• **Point-per-instance localization data**
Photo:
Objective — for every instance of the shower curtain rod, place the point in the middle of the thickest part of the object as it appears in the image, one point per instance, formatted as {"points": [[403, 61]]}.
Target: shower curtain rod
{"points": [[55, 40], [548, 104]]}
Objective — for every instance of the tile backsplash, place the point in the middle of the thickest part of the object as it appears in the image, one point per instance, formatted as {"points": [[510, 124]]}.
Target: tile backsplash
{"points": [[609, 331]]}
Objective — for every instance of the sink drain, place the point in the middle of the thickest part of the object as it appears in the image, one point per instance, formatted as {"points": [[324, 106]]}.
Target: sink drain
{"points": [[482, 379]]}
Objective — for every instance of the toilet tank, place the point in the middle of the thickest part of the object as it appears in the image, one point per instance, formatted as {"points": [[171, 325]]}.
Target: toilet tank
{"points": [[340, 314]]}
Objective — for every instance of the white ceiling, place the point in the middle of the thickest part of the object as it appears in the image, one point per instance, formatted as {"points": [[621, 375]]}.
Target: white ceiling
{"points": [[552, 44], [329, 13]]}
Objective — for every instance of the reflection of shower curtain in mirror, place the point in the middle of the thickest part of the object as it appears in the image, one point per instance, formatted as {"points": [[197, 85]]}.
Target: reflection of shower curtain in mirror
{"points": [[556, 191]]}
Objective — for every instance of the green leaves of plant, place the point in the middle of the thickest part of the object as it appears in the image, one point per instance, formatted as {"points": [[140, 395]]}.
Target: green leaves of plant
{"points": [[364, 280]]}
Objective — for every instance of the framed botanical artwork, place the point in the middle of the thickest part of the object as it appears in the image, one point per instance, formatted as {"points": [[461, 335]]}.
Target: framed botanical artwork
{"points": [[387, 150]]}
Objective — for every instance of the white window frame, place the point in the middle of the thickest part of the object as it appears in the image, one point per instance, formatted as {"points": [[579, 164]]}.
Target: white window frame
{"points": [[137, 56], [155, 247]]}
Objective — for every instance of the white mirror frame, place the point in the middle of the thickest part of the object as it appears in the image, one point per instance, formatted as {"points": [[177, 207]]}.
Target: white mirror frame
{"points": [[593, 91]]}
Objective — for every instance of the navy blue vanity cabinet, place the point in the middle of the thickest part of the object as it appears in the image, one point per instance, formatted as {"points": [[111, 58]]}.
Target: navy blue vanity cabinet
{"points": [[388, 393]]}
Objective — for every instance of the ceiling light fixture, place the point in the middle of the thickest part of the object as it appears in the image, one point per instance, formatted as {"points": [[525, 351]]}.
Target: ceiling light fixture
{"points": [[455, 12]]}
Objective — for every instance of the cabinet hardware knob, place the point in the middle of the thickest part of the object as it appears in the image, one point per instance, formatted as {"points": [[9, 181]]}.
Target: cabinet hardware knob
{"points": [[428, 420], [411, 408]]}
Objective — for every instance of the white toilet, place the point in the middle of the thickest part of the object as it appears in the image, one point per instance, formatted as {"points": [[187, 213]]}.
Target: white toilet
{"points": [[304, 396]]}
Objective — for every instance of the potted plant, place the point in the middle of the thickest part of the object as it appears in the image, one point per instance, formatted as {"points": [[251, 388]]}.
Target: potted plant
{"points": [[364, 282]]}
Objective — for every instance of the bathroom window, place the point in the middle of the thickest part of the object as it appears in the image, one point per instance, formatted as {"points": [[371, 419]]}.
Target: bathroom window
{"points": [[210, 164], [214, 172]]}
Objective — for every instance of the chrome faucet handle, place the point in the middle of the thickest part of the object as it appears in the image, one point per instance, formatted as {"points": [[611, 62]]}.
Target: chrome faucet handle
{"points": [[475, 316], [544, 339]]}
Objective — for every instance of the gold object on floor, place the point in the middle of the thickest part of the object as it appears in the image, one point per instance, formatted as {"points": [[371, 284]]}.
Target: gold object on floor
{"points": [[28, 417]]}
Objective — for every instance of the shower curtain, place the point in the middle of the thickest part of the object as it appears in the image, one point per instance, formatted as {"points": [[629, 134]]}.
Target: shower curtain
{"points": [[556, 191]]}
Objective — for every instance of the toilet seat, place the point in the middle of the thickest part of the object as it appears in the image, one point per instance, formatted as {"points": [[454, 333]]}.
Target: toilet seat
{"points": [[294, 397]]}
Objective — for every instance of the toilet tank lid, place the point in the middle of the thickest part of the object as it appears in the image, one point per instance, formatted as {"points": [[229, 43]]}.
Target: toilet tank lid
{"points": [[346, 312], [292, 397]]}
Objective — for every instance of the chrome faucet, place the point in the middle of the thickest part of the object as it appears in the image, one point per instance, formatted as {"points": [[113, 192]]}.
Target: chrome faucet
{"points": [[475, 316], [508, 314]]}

• **WHAT THIS TASK INVOLVES**
Can you quote exactly the lines from the one containing "Target: toilet seat" through the last line of the records above, and nothing else?

• **RESPONSE AREA**
Target: toilet seat
{"points": [[294, 397]]}
Objective — for every instance of the toilet tank lid, place the point in the middle of the thickest part of the object as it appears in the image, one point per instance, formatted as {"points": [[229, 43]]}.
Target: toilet tank lid
{"points": [[346, 312], [292, 397]]}
Objective — for every instance of the chrome faucet, place the point in the middle of the thickest part of the object as it appears in the image, one point per instance, formatted as {"points": [[113, 192]]}.
Target: chrome faucet
{"points": [[475, 316], [508, 314]]}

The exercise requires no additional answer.